TEXT SECTION:
** Start **
- Official poster
- Based on: Tappi the Viking by Marcin Mortka
- Written by: Marcin Mortka; Marcin Graj;
- Voices of: Piotr Fronczewski; Antoni Pawlicki;
- Composer: Rafał Rozmus
- Country of origin: Poland
- Original language: Polish
- No. of seasons: 1
- No. of episodes: 13

Production
- Producer: Ewelina Gordziejuk
- Running time: 11 minutes
- Production company: EGoFILM

Original release
- Network: Telewizja Polska
- Release: 6 December – 18 December 2019

= Tales of Tappi the Viking =

2019 children's animated series

Tales of Tappi the Viking (Polish: Wiking Tappi), also known as Viking Tappi, is a Polish-language children's animated series based on the series of children's books Tappi the Viking by Marcin Mortka. The series was developed by EGoFILM studio, and distributed by Telewizja Polska via TVP VOD streaming service. The show has one season with thirteen episodes. It premiered from 6 to 18 December 2019.
** End **
EXTRACTED DATA:
** Start **
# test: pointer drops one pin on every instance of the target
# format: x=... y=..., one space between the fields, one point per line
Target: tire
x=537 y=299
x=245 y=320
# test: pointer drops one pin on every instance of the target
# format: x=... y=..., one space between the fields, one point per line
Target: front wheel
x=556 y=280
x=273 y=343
** End **
** Start **
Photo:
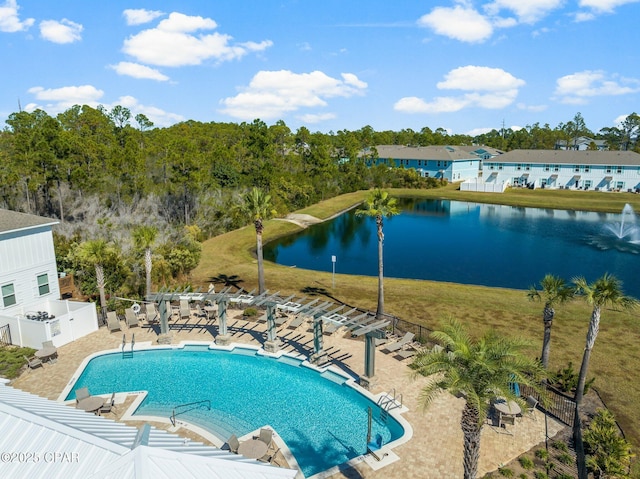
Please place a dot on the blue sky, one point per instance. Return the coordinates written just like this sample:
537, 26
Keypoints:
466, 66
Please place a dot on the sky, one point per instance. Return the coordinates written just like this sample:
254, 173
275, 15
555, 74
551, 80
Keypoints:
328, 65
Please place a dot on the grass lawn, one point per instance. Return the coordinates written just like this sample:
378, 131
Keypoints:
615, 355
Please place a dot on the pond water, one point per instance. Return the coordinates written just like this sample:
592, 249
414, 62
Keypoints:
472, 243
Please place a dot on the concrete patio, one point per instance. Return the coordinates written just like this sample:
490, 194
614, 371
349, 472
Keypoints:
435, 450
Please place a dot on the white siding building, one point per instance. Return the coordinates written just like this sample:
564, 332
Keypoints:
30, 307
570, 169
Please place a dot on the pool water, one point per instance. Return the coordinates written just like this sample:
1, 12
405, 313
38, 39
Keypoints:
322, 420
** End **
PROBLEM DESCRIPTION:
In the page on the Tappi the Viking series, which studio developed the show? These lines come from a separate source.

EXERCISE SOLUTION:
EGoFILM